▸ WORK TO COMPLETE: Copy out the lines below word for word, leaving out the pictures.
:: DATA SECTION ::
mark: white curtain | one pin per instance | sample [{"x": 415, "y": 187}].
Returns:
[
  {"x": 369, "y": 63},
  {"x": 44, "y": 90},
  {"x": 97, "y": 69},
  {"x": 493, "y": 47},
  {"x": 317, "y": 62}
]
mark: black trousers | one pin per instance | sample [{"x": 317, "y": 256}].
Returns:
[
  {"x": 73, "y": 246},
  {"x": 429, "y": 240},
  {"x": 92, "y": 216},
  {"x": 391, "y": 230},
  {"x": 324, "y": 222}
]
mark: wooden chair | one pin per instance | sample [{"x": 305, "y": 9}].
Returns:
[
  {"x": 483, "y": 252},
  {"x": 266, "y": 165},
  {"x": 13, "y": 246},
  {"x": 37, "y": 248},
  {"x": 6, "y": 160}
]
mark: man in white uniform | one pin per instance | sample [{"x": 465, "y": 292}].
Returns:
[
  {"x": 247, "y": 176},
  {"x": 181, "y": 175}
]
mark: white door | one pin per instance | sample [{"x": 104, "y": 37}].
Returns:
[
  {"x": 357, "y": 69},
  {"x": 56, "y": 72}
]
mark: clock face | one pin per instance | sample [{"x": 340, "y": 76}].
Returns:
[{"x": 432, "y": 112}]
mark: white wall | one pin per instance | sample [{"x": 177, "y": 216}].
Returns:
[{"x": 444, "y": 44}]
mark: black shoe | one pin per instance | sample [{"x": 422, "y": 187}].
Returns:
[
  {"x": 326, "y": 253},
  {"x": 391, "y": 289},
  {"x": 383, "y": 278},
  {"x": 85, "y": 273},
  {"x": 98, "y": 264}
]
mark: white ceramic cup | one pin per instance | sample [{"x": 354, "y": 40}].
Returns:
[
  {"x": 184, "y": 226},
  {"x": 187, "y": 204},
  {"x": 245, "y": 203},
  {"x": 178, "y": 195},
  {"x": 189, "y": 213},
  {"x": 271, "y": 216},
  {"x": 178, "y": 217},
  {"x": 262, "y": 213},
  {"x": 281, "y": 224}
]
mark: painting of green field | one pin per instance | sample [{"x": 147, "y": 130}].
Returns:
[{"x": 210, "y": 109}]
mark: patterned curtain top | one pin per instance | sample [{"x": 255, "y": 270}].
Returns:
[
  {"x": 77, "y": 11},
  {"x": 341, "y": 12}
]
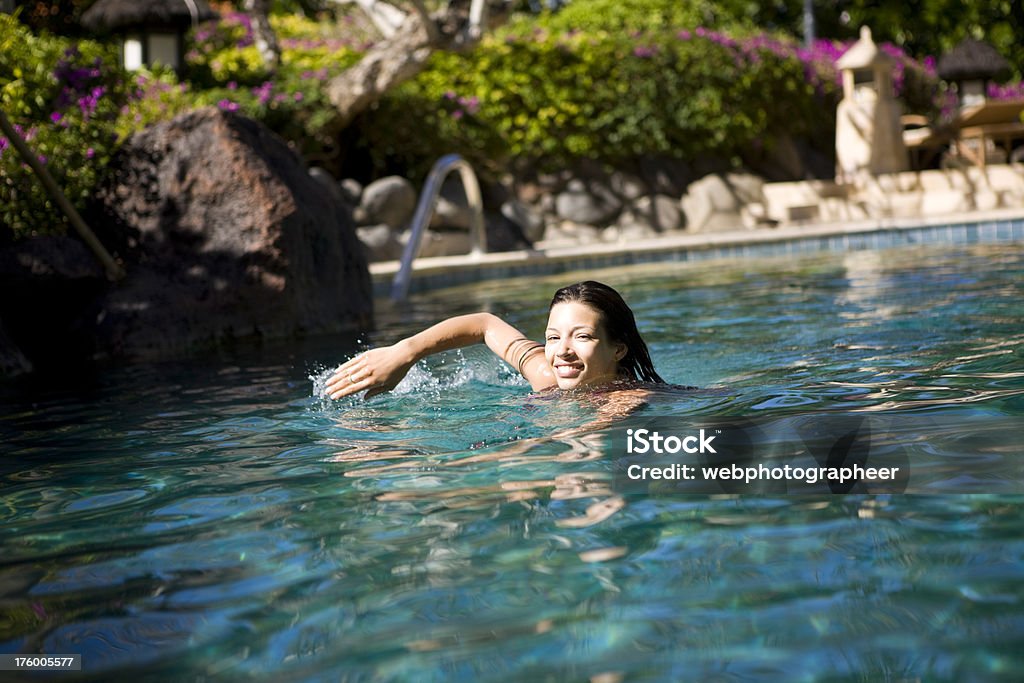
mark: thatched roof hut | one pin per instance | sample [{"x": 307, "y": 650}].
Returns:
[
  {"x": 973, "y": 60},
  {"x": 112, "y": 15}
]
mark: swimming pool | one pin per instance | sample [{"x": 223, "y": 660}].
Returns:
[{"x": 217, "y": 518}]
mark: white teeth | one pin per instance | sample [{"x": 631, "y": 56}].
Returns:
[{"x": 567, "y": 371}]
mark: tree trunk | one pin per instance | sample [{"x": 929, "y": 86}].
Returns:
[{"x": 263, "y": 36}]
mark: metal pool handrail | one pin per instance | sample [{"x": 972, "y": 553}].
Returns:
[{"x": 431, "y": 189}]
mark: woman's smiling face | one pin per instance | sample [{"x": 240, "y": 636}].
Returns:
[{"x": 578, "y": 347}]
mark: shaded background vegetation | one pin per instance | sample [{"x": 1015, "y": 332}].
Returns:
:::
▸ SOLVED PROBLEM:
mark: white curtain | one pin per instance | sample [{"x": 415, "y": 187}].
Returns:
[
  {"x": 369, "y": 63},
  {"x": 44, "y": 90},
  {"x": 97, "y": 69},
  {"x": 493, "y": 47},
  {"x": 317, "y": 62}
]
mark: black trousers | one pin per instance | sample [{"x": 317, "y": 256}].
Returns:
[
  {"x": 73, "y": 246},
  {"x": 429, "y": 240},
  {"x": 92, "y": 216},
  {"x": 391, "y": 230},
  {"x": 324, "y": 222}
]
mark: wooden chair | one pin per instance | sample [{"x": 305, "y": 9}].
Returns:
[
  {"x": 483, "y": 252},
  {"x": 266, "y": 165},
  {"x": 13, "y": 246},
  {"x": 37, "y": 248},
  {"x": 6, "y": 160}
]
mark: man in white uniform | one pin per instance | sample [{"x": 465, "y": 292}].
Returns:
[
  {"x": 247, "y": 176},
  {"x": 181, "y": 175}
]
mark: white door | one pin per instance | sample [{"x": 104, "y": 37}].
Returns:
[
  {"x": 357, "y": 69},
  {"x": 56, "y": 72}
]
mark: clock face | one pin per instance | sample [{"x": 340, "y": 76}].
Returns:
[{"x": 432, "y": 112}]
mark: white wall | one pin per instance | sample [{"x": 177, "y": 216}].
Returns:
[{"x": 444, "y": 44}]
mark: black shoe | one pin per instance | sample [{"x": 422, "y": 187}].
Returns:
[
  {"x": 326, "y": 253},
  {"x": 391, "y": 289},
  {"x": 383, "y": 278},
  {"x": 85, "y": 273},
  {"x": 98, "y": 264}
]
mark: white ceramic cup | one pin per instance | sample [{"x": 354, "y": 40}].
Returns:
[
  {"x": 184, "y": 226},
  {"x": 187, "y": 204},
  {"x": 245, "y": 203},
  {"x": 178, "y": 195},
  {"x": 189, "y": 213},
  {"x": 271, "y": 216},
  {"x": 178, "y": 217},
  {"x": 262, "y": 213},
  {"x": 281, "y": 224}
]
mark: painting of green field | one pin per instance | sample [{"x": 147, "y": 130}].
Returns:
[{"x": 210, "y": 109}]
mark: patterned curtain top | one pin per instance | sample [{"x": 255, "y": 270}].
Returns:
[
  {"x": 77, "y": 11},
  {"x": 341, "y": 12}
]
mark: thatched roof hut | one pin per instance | sample [{"x": 307, "y": 650}].
Returns:
[
  {"x": 973, "y": 60},
  {"x": 112, "y": 15}
]
mark: swimming pool | one pin per instance | sample [{"x": 223, "y": 660}].
Returns:
[{"x": 217, "y": 518}]
mark: white teeth | one pin per instance | sample [{"x": 631, "y": 56}].
Returns:
[{"x": 567, "y": 371}]
mark: tree trunk | one pin per instance | sample [{"x": 929, "y": 86}].
Returns:
[{"x": 263, "y": 36}]
mark: metal pool handrail | one pin per instance | sample [{"x": 972, "y": 553}].
Returns:
[{"x": 431, "y": 189}]
mark: woman's smiling face | one pin per instance | sample [{"x": 240, "y": 636}].
Returns:
[{"x": 578, "y": 347}]
mark: shaded background vegetation | one pin per instance | sample [{"x": 1015, "y": 332}].
Returns:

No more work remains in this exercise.